Start of Data for processing
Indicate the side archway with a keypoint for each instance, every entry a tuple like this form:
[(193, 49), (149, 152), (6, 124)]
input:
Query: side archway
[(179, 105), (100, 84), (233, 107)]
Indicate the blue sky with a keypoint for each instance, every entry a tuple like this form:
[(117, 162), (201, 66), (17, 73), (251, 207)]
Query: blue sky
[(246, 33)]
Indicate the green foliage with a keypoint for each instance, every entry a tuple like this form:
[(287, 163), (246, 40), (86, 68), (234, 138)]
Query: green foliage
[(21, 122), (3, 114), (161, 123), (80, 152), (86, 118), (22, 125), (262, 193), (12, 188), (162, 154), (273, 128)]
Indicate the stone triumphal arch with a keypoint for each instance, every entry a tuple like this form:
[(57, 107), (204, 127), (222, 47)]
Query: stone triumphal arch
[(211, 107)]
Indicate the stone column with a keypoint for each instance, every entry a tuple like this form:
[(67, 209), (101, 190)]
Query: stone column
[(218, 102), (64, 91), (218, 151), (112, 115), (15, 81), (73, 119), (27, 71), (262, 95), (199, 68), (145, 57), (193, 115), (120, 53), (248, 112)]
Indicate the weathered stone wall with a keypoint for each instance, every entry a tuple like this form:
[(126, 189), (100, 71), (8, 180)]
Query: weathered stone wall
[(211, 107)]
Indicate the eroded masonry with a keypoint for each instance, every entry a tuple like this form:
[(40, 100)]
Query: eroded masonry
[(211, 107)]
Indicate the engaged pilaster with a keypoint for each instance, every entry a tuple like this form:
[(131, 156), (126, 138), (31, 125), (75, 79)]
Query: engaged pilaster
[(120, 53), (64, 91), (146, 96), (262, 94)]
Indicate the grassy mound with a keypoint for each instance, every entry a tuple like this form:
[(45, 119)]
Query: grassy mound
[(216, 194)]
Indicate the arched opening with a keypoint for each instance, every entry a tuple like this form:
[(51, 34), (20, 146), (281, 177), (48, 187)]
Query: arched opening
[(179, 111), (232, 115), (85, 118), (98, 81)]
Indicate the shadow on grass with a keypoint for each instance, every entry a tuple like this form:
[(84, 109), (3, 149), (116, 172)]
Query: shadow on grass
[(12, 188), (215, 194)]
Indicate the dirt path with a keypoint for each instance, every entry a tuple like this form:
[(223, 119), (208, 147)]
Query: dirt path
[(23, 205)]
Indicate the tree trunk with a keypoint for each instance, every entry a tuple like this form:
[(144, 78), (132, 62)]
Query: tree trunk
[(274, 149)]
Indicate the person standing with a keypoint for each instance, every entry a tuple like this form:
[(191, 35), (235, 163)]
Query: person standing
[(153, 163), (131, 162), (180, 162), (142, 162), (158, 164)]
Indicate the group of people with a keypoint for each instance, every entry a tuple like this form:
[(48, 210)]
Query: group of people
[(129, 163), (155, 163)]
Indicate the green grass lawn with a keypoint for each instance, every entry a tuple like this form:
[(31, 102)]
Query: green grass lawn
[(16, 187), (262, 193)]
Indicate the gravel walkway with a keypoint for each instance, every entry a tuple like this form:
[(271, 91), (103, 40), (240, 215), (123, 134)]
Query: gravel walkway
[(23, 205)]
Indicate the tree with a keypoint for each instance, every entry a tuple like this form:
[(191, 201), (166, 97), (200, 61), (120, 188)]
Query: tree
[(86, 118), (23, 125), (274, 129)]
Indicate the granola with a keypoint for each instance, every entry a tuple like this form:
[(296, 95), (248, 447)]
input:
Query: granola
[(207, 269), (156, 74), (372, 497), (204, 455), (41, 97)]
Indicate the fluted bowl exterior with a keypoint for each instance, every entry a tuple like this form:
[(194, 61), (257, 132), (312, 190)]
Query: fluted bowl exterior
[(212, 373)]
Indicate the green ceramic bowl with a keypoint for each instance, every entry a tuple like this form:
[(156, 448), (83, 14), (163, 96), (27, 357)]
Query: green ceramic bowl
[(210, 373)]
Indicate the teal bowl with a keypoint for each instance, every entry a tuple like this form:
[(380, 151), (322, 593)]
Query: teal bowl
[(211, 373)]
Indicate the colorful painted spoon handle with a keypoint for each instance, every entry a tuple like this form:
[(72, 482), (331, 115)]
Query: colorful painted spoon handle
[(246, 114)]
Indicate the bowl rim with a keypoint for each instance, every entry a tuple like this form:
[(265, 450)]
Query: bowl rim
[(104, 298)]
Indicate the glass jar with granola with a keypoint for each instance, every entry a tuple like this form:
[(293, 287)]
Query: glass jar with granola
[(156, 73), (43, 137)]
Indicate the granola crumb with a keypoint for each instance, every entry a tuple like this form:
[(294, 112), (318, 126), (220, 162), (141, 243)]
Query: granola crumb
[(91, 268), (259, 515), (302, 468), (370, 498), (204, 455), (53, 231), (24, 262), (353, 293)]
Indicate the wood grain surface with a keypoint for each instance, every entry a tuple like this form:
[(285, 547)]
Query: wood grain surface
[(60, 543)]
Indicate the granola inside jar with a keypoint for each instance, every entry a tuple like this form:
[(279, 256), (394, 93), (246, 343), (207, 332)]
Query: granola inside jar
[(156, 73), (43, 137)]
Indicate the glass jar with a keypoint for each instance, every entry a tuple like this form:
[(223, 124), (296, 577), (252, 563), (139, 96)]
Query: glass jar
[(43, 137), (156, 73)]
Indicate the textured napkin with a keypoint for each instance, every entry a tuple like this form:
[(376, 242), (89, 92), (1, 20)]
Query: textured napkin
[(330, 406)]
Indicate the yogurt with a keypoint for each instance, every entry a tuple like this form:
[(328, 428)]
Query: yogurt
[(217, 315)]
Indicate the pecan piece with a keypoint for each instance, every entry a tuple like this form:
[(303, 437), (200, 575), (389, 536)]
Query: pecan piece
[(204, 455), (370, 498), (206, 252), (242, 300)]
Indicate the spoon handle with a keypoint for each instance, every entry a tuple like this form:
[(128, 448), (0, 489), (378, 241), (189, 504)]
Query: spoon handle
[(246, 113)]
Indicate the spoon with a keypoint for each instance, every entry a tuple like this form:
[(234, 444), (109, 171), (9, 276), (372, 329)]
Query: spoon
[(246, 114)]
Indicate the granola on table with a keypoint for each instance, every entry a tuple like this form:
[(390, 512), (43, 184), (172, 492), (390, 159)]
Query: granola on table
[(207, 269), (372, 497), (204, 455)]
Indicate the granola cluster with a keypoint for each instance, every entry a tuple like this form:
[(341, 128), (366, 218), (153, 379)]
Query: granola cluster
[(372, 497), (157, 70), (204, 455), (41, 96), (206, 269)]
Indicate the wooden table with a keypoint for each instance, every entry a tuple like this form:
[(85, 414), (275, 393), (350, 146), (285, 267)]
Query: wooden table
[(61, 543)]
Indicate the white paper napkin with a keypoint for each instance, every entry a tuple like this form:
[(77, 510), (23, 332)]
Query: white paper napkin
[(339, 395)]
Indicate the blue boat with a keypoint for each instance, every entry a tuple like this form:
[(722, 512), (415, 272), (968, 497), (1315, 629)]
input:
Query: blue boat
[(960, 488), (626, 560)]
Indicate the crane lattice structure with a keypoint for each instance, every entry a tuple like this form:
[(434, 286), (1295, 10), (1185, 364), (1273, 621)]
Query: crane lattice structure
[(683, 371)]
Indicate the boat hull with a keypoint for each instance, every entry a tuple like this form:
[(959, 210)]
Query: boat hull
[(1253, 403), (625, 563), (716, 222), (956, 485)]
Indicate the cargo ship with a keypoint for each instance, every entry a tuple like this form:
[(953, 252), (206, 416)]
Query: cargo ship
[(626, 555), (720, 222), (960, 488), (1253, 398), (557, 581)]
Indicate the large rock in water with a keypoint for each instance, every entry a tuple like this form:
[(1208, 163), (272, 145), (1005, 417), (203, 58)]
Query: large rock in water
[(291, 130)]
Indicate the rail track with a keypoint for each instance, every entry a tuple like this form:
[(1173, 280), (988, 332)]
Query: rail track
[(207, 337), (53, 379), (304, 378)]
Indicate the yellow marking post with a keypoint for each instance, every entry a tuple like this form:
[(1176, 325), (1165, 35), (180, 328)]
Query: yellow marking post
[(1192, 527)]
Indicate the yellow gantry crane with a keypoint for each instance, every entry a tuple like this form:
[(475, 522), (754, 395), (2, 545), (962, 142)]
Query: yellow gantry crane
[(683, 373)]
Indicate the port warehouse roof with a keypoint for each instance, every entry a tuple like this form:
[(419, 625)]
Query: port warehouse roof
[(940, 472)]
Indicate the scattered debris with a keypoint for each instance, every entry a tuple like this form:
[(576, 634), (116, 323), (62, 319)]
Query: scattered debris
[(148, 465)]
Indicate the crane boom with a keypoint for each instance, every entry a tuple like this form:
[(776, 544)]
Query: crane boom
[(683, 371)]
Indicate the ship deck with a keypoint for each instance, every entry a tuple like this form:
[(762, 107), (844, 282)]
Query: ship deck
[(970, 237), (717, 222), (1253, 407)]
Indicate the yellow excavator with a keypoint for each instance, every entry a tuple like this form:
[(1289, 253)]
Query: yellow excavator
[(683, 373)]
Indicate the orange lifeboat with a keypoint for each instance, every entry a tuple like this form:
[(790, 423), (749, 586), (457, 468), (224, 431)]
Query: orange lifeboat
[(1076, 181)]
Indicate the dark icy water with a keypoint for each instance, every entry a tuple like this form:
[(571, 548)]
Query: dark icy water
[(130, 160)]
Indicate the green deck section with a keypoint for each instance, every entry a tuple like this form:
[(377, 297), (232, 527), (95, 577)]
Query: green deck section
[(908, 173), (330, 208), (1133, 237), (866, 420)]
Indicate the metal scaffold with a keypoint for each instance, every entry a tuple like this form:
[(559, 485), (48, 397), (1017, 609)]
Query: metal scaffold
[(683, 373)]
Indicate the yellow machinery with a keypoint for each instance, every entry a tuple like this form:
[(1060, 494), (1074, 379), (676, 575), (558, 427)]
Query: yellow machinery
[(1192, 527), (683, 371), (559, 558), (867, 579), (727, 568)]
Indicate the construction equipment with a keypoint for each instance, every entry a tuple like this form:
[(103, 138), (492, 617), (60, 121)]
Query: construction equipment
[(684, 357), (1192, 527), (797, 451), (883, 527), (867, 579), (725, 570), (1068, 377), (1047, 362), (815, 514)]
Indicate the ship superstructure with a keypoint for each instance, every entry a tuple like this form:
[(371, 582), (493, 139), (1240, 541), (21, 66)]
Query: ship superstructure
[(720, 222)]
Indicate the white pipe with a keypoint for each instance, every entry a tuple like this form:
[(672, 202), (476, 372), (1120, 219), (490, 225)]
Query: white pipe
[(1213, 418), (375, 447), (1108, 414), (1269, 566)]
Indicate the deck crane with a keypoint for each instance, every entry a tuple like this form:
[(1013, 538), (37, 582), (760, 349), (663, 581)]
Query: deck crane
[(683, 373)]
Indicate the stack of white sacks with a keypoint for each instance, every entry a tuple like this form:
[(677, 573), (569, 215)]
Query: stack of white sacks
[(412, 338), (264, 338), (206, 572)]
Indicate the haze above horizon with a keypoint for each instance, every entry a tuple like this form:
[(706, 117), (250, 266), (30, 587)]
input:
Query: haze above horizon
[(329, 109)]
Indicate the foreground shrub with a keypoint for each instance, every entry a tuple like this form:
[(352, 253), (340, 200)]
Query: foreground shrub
End of Data for processing
Task brief →
Whenever a line above has the word "foreground" in it, copy that line.

Solution to the problem →
Indicate the foreground shrub with a keypoint for each instance, every entry a tuple like this form:
Query: foreground shrub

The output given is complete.